------ MATERIAL FOR THE TASK ------
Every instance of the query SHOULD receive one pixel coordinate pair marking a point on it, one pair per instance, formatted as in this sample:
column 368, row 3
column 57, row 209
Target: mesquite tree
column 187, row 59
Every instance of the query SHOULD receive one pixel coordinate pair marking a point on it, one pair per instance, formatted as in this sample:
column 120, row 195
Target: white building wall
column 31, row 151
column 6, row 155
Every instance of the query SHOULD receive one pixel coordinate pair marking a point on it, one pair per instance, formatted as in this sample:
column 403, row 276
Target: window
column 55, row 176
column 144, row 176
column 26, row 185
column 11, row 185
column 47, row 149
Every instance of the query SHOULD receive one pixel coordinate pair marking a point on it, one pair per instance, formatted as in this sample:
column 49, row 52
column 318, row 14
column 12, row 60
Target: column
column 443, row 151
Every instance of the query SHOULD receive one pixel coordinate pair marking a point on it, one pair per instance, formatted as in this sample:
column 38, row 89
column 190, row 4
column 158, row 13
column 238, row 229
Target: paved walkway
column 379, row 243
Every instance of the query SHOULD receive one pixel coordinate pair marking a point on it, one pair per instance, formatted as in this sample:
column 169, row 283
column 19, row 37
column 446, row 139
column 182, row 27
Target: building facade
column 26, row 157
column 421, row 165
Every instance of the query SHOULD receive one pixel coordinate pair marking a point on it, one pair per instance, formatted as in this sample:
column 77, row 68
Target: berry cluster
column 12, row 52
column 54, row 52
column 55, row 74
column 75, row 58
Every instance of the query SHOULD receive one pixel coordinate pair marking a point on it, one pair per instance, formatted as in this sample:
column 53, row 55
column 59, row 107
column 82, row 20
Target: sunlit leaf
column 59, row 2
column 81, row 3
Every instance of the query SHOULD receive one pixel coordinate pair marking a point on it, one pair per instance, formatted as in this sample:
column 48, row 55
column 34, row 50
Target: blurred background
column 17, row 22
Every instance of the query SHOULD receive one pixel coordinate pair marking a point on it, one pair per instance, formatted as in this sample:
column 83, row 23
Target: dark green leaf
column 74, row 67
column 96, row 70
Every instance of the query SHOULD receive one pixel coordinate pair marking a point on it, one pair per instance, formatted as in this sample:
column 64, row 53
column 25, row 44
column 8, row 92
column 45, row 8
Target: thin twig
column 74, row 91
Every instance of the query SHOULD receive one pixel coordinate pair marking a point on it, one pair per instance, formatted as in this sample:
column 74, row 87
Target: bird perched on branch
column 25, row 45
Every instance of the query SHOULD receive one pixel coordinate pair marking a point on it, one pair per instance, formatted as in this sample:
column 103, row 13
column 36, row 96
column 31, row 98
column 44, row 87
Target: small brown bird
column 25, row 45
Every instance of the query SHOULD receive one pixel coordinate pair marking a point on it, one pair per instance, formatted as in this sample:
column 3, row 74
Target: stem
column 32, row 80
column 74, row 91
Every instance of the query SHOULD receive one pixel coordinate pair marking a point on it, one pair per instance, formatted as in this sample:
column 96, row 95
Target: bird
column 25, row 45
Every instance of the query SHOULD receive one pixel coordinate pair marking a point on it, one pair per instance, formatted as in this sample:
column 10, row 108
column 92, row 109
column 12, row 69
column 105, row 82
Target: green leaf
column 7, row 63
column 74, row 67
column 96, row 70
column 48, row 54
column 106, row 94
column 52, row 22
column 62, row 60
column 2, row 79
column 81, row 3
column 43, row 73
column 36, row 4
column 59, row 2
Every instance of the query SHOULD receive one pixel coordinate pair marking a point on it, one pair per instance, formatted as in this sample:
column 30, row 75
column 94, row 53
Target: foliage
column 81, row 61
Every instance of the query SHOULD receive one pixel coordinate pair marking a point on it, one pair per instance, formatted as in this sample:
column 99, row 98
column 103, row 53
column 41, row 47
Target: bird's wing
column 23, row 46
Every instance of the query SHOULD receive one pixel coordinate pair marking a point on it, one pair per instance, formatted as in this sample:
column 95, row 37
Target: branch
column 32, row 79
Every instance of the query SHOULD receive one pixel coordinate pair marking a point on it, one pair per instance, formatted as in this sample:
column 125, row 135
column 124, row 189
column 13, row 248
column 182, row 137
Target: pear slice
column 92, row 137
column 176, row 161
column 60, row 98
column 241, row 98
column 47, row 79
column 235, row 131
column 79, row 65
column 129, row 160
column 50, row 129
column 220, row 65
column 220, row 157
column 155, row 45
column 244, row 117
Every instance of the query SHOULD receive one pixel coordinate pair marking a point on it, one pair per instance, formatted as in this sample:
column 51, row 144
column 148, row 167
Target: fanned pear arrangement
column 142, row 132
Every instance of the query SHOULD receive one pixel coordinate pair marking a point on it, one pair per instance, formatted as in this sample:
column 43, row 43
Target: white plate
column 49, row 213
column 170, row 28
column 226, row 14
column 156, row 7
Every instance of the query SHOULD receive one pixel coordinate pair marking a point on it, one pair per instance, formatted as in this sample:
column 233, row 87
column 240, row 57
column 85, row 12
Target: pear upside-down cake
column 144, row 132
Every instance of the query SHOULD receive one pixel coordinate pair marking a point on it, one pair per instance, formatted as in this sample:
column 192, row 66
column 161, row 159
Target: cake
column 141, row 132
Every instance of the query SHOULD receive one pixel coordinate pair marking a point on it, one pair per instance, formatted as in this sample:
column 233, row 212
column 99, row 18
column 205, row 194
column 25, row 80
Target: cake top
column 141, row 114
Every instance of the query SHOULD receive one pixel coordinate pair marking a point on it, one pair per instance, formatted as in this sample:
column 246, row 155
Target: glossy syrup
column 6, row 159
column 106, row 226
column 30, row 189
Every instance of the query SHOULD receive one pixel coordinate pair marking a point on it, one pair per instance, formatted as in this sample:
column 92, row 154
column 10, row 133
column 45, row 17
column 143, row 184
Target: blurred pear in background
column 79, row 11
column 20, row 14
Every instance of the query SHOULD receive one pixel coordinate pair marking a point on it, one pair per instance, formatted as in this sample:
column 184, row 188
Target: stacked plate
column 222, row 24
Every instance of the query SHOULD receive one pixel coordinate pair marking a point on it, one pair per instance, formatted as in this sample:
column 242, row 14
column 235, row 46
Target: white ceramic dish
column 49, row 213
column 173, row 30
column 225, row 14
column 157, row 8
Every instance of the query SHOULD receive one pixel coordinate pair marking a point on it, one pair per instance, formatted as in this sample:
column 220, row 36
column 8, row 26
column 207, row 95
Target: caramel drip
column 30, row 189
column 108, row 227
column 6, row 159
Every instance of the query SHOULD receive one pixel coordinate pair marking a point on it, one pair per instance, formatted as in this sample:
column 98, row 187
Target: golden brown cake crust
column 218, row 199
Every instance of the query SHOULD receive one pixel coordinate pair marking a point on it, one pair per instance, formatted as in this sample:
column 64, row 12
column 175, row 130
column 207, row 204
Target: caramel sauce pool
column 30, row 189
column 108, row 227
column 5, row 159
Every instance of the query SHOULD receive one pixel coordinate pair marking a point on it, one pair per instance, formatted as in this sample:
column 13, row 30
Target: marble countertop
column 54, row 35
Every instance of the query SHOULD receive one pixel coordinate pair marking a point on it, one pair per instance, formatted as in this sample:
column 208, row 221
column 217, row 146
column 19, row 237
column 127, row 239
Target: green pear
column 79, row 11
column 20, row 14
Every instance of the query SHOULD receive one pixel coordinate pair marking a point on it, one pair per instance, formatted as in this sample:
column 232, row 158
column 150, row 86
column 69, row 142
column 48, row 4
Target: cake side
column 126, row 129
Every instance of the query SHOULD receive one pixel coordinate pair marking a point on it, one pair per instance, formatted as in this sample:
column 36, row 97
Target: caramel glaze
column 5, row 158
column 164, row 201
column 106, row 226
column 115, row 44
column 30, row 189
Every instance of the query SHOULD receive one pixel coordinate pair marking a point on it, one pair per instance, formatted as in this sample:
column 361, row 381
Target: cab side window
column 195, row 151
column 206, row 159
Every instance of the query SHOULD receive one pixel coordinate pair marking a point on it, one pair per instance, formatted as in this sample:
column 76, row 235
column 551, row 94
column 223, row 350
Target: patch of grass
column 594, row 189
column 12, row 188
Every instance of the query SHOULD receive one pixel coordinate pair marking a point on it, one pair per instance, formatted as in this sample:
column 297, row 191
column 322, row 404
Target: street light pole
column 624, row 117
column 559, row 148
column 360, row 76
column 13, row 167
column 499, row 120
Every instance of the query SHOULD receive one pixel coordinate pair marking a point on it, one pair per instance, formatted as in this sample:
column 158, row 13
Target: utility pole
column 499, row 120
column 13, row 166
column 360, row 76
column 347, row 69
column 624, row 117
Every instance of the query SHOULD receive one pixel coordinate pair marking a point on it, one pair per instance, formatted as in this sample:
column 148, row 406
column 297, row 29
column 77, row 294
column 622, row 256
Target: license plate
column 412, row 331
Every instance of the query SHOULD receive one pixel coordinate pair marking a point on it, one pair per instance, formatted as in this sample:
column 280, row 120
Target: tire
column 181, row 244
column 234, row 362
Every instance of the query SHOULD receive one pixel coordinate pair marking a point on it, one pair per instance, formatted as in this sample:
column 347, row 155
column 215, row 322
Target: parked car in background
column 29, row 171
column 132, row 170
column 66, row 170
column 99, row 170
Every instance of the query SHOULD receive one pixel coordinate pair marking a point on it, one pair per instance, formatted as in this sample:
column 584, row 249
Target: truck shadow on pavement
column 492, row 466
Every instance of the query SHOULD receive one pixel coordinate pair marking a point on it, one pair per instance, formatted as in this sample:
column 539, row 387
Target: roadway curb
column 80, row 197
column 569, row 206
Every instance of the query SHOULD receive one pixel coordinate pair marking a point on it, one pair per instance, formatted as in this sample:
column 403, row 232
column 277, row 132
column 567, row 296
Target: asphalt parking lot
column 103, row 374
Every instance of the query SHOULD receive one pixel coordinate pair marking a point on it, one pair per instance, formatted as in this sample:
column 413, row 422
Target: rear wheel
------
PROBLEM DETAILS
Copy range, inclusive: the line holding "column 238, row 229" to the line holding "column 74, row 87". Reproduce exactly those lines of the records above and no others.

EXERCISE ANSWER
column 238, row 229
Target: paved walkway
column 379, row 243
Every instance of the query SHOULD receive one pixel coordinate pair marking a point on it, one pair per instance, formatted as in this sample:
column 169, row 283
column 19, row 37
column 446, row 139
column 182, row 27
Target: building facade
column 26, row 157
column 421, row 165
Every instance of the query SHOULD receive one pixel coordinate pair marking a point on it, one pair per instance, formatted as in this sample:
column 77, row 68
Target: berry cluster
column 12, row 52
column 54, row 52
column 55, row 74
column 75, row 58
Every instance of the query SHOULD receive one pixel coordinate pair marking a point on it, one pair per instance, formatted as in this sample:
column 53, row 55
column 59, row 107
column 82, row 20
Target: sunlit leaf
column 59, row 2
column 81, row 3
Every instance of the query SHOULD receive one pixel coordinate pair marking a point on it, one pair per instance, formatted as in this sample:
column 48, row 55
column 34, row 50
Target: blurred background
column 17, row 22
Every instance of the query SHOULD receive one pixel coordinate pair marking a point on it, one pair per instance, formatted as in this sample:
column 83, row 23
Target: dark green leaf
column 74, row 67
column 96, row 70
Every instance of the query SHOULD receive one pixel coordinate pair marking a point on it, one pair per instance, formatted as in this sample:
column 64, row 53
column 25, row 44
column 8, row 92
column 45, row 8
Target: thin twig
column 74, row 91
Every instance of the query SHOULD receive one pixel coordinate pair marking a point on it, one pair per instance, formatted as in this sample:
column 74, row 87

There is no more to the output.